# Problem to work on
Copy the material below, changing every "jagged mountain peak" to "rocky summit" and keeping everything else the same. Don't include the pictures in your copy.

[Labeled-object pointing entries]

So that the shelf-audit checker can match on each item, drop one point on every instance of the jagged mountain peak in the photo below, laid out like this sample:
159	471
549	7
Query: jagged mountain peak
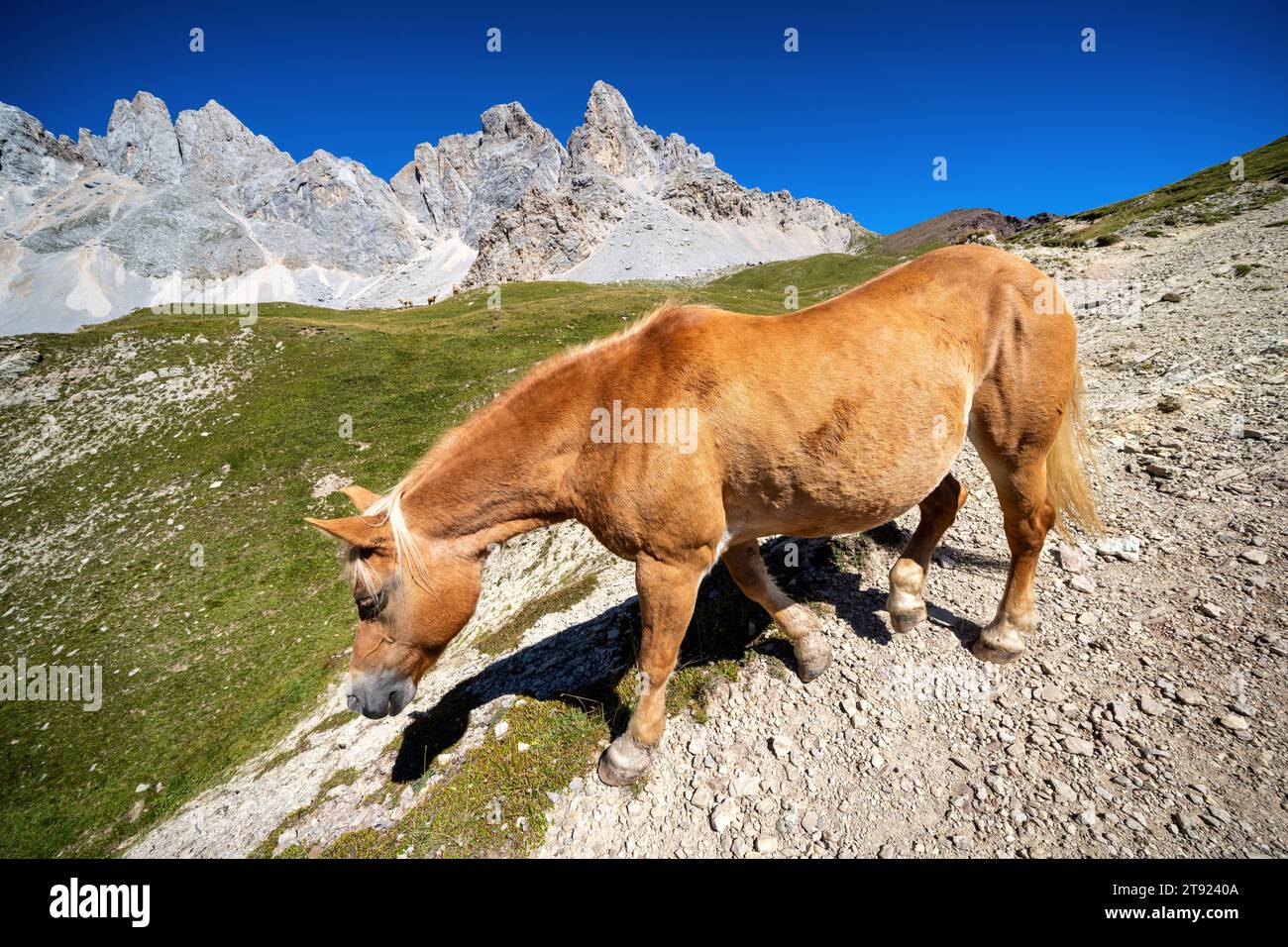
204	195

# Task result
So that the shelf-audit checker can match on each item, drop one point on every instance of the rocky summit in the photo below, laid out like this sample:
159	471
549	7
Query: rocky summit
204	195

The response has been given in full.